*Requirement:* Which lines in the records below hold the word "marker"? Copy each of them.
Records provided section start
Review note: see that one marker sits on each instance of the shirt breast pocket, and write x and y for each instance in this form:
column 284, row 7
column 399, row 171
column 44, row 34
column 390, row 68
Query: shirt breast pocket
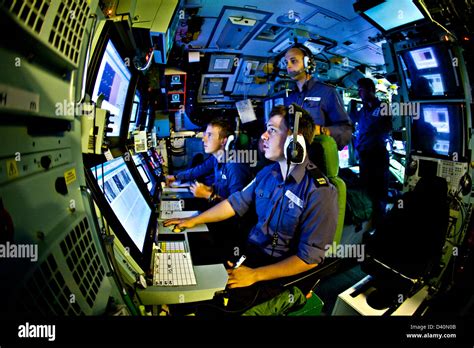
Records provided section end
Records provided section start
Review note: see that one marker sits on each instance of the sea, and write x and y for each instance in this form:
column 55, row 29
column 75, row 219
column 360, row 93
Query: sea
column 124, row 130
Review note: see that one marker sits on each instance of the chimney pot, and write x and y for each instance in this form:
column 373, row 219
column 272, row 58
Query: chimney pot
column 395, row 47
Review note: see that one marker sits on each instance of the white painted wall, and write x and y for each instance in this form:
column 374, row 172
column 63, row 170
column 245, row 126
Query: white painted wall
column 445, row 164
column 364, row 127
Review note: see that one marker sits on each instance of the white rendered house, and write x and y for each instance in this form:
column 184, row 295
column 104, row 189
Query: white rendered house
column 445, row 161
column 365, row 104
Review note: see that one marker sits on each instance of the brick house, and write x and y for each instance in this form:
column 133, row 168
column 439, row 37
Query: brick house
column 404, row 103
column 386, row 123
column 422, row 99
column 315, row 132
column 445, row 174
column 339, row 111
Records provided section end
*Result for this task:*
Review note: see that one marker sits on each instance of the shirt breast pocket, and write x and y for each instance in this form:
Review note: see that one marker sits on each instance of the sea, and write x and y for each instance in this form:
Review note: see that one marker sits on each instance of the chimney pot, and write x and y for each instance in this form:
Review note: see that one marker sits on each instance of the white painted wall, and write x and y for each instance in this form:
Review note: see that one marker sits on each instance of the white rendered house, and write x and y for each instance in this form:
Review note: see that one marker sits on each instance of the brick house, and write x and y for each instance in this form:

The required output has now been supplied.